Each record needs to be echoed exactly; can you do that?

++++ Dataset extract ++++

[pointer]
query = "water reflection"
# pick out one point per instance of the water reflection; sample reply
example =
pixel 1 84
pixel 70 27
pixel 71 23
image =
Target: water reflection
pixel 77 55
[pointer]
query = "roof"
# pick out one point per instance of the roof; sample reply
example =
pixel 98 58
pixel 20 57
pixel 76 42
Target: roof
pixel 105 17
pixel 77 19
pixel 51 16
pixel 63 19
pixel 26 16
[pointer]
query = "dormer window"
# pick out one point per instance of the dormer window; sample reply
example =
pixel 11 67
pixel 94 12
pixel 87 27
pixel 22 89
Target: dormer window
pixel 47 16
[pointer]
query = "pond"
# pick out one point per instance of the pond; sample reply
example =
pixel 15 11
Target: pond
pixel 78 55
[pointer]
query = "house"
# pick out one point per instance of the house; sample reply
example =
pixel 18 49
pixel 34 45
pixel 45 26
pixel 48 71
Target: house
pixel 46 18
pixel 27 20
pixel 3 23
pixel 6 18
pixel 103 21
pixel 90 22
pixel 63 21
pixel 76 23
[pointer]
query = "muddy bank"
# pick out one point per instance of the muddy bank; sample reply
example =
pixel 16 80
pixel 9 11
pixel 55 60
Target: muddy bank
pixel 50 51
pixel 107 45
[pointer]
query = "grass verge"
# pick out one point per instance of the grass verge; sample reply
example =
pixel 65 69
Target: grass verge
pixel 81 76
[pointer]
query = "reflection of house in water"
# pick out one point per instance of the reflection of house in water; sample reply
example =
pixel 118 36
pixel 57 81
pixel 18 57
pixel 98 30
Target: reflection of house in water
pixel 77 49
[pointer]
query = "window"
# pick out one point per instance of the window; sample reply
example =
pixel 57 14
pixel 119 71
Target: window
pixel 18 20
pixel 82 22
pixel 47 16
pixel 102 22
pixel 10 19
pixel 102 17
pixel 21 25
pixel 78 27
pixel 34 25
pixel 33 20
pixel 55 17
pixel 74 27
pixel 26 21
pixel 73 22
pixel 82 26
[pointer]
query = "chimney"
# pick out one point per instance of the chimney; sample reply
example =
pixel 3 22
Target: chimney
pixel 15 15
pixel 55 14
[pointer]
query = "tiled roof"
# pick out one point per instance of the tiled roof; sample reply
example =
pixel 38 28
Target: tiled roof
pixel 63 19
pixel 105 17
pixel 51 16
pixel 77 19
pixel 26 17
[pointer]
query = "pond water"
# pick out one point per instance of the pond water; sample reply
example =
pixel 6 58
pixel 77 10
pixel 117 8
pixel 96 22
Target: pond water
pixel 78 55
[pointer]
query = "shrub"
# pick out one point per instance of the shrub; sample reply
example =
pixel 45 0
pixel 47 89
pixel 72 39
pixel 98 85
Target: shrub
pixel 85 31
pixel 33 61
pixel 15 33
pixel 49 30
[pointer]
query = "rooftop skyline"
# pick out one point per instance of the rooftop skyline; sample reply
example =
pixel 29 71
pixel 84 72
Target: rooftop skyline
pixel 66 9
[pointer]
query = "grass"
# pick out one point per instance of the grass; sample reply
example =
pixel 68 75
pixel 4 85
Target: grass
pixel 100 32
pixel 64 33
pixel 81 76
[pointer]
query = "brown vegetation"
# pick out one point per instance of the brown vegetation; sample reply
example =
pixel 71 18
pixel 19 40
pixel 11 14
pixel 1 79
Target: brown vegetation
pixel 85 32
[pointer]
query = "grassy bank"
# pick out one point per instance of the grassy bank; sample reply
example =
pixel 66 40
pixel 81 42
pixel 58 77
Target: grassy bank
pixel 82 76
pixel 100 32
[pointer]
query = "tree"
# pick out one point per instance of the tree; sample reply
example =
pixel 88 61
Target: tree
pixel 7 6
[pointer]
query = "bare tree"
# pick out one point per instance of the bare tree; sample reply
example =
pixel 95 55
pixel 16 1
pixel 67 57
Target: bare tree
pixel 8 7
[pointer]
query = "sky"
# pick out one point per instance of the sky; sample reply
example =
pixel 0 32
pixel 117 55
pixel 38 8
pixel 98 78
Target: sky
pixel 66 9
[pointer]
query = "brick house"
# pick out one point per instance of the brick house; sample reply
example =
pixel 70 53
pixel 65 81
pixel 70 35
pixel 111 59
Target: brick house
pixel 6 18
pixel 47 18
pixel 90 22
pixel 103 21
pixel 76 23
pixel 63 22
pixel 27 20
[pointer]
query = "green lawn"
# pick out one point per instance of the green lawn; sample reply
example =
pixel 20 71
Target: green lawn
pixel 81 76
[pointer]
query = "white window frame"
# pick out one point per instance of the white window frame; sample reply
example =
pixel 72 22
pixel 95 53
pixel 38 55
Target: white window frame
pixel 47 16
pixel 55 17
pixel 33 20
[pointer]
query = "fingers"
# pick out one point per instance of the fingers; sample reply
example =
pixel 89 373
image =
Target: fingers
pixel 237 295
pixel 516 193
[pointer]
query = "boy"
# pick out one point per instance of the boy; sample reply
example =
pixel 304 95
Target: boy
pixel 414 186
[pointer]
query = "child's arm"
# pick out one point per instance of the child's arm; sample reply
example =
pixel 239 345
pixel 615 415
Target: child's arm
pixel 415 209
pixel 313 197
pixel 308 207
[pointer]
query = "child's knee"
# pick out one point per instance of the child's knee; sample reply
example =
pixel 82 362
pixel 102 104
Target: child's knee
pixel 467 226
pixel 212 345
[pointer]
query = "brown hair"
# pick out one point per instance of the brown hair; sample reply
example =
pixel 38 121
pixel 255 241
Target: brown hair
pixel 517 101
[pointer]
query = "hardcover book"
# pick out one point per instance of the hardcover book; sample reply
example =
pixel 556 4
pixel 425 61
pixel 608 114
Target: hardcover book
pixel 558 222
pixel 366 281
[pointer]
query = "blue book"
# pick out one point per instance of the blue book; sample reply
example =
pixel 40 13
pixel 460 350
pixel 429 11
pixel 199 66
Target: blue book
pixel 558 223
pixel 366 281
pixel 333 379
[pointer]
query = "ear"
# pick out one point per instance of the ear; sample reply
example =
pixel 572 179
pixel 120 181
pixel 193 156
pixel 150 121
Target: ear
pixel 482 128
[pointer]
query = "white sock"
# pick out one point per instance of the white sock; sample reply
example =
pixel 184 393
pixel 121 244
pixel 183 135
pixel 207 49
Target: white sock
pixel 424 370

++++

== Solution for this problem ==
[pointer]
query = "water reflection"
# pick out one point per instance of the water reflection; sample reply
example =
pixel 1 84
pixel 70 27
pixel 71 23
image =
Target: water reflection
pixel 77 55
[pointer]
query = "roof"
# pick out one point per instance of the roof; sample reply
example =
pixel 98 58
pixel 20 57
pixel 76 42
Target: roof
pixel 105 17
pixel 77 19
pixel 51 16
pixel 63 19
pixel 26 16
[pointer]
query = "dormer window"
# pick out one point per instance of the dormer window; sample reply
example =
pixel 11 67
pixel 94 12
pixel 87 27
pixel 22 89
Target: dormer window
pixel 47 16
[pointer]
query = "pond"
# pick out one point per instance of the pond; sample reply
example =
pixel 15 11
Target: pond
pixel 78 55
[pointer]
query = "house"
# pick out one point per instance of the house; sample reply
example =
pixel 18 49
pixel 34 45
pixel 45 26
pixel 48 71
Target: house
pixel 46 18
pixel 27 20
pixel 3 23
pixel 6 18
pixel 103 21
pixel 90 22
pixel 63 21
pixel 76 23
[pointer]
query = "muddy bank"
# pick out one point per instance of the muddy bank; sample reply
example =
pixel 16 80
pixel 9 11
pixel 55 60
Target: muddy bank
pixel 50 51
pixel 107 45
[pointer]
query = "grass verge"
# pick out one point per instance of the grass verge; sample reply
example =
pixel 65 69
Target: grass verge
pixel 81 76
[pointer]
query = "reflection of house in water"
# pick out one point per instance of the reflection of house in water; sample reply
example =
pixel 118 36
pixel 57 81
pixel 18 57
pixel 98 30
Target: reflection of house in water
pixel 77 49
[pointer]
query = "window"
# pick out one point per instance of the window; sample reply
example =
pixel 57 14
pixel 119 71
Target: window
pixel 18 20
pixel 82 22
pixel 47 16
pixel 102 22
pixel 10 19
pixel 102 17
pixel 21 25
pixel 78 27
pixel 34 25
pixel 33 20
pixel 55 17
pixel 74 27
pixel 26 21
pixel 73 22
pixel 82 26
[pointer]
query = "chimney"
# pick out one point per instance of the chimney; sample reply
example =
pixel 3 22
Target: chimney
pixel 15 15
pixel 55 14
[pointer]
query = "tiled roof"
# pick out one point per instance of the tiled roof; sample reply
example =
pixel 38 28
Target: tiled roof
pixel 63 19
pixel 105 17
pixel 51 16
pixel 77 19
pixel 26 17
[pointer]
query = "pond water"
# pick out one point per instance of the pond water; sample reply
example =
pixel 6 58
pixel 77 10
pixel 117 8
pixel 96 22
Target: pond water
pixel 78 55
[pointer]
query = "shrub"
# pick out one point per instance of the shrub; sample reply
example =
pixel 45 0
pixel 47 89
pixel 72 39
pixel 98 85
Target: shrub
pixel 85 31
pixel 33 61
pixel 15 33
pixel 49 30
[pointer]
query = "rooftop skyline"
# pick out one point per instance of the rooftop skyline; sample reply
example =
pixel 29 71
pixel 84 72
Target: rooftop skyline
pixel 66 9
[pointer]
query = "grass"
# pick out one point per instance of the grass; sample reply
example =
pixel 68 75
pixel 4 85
Target: grass
pixel 100 32
pixel 64 33
pixel 81 76
[pointer]
query = "brown vegetation"
# pick out one point per instance of the brown vegetation; sample reply
example =
pixel 71 18
pixel 19 40
pixel 11 14
pixel 1 79
Target: brown vegetation
pixel 85 32
[pointer]
query = "grassy bank"
# pick out one point per instance of the grassy bank; sample reply
example =
pixel 66 40
pixel 81 42
pixel 58 77
Target: grassy bank
pixel 82 76
pixel 100 32
[pointer]
query = "tree"
# pick out one point per instance of the tree; sample reply
example =
pixel 88 61
Target: tree
pixel 7 6
[pointer]
query = "bare tree"
# pick out one point per instance of the bare tree; sample reply
example =
pixel 95 55
pixel 16 1
pixel 67 57
Target: bare tree
pixel 8 7
[pointer]
query = "sky"
# pick out one point per instance of the sky; sample reply
example =
pixel 0 32
pixel 117 55
pixel 38 8
pixel 98 78
Target: sky
pixel 66 9
[pointer]
query = "brick house"
# pick out one point per instance of the brick house; sample reply
example =
pixel 70 53
pixel 65 81
pixel 70 35
pixel 111 59
Target: brick house
pixel 6 18
pixel 47 18
pixel 90 22
pixel 103 21
pixel 76 23
pixel 63 22
pixel 27 20
[pointer]
query = "green lawn"
# pick out one point per instance of the green lawn; sample reply
example =
pixel 20 71
Target: green lawn
pixel 81 76
[pointer]
query = "white window frame"
# pick out one point per instance of the white window frame; sample reply
example =
pixel 72 22
pixel 95 53
pixel 38 55
Target: white window frame
pixel 47 16
pixel 55 17
pixel 33 20
[pointer]
query = "fingers"
# pick out one point per instance of the fingers; sample reply
example =
pixel 89 373
image =
Target: fingers
pixel 237 295
pixel 516 193
[pointer]
query = "boy"
# pick out one point per instance of the boy; sample reply
example =
pixel 304 95
Target: boy
pixel 414 186
[pointer]
query = "child's arm"
# pick out one point per instance of the child's arm; sample reply
example =
pixel 239 345
pixel 615 415
Target: child's arm
pixel 415 209
pixel 313 197
pixel 308 207
[pointer]
query = "child's knee"
# pick out one point per instance of the child's knee; sample reply
example =
pixel 82 362
pixel 102 104
Target: child's knee
pixel 467 226
pixel 212 345
[pointer]
query = "brown hair"
# pick out one point per instance of the brown hair; sample reply
example =
pixel 38 121
pixel 255 241
Target: brown hair
pixel 517 101
[pointer]
query = "hardcover book"
# pick out one point per instance of the hardcover book; sample reply
example =
pixel 556 4
pixel 425 61
pixel 608 114
Target: hardcover book
pixel 558 222
pixel 366 281
[pointer]
query = "blue book"
# pick out one point per instance of the blue book; sample reply
example =
pixel 40 13
pixel 460 350
pixel 429 11
pixel 199 66
Target: blue book
pixel 558 223
pixel 366 281
pixel 333 379
[pointer]
query = "ear"
# pick out one point per instance of the ear; sample reply
example =
pixel 572 179
pixel 120 181
pixel 193 156
pixel 150 121
Target: ear
pixel 482 128
[pointer]
query = "white sock"
# pick out one point per instance of the white sock; sample reply
example =
pixel 184 393
pixel 121 244
pixel 183 135
pixel 207 49
Target: white sock
pixel 424 370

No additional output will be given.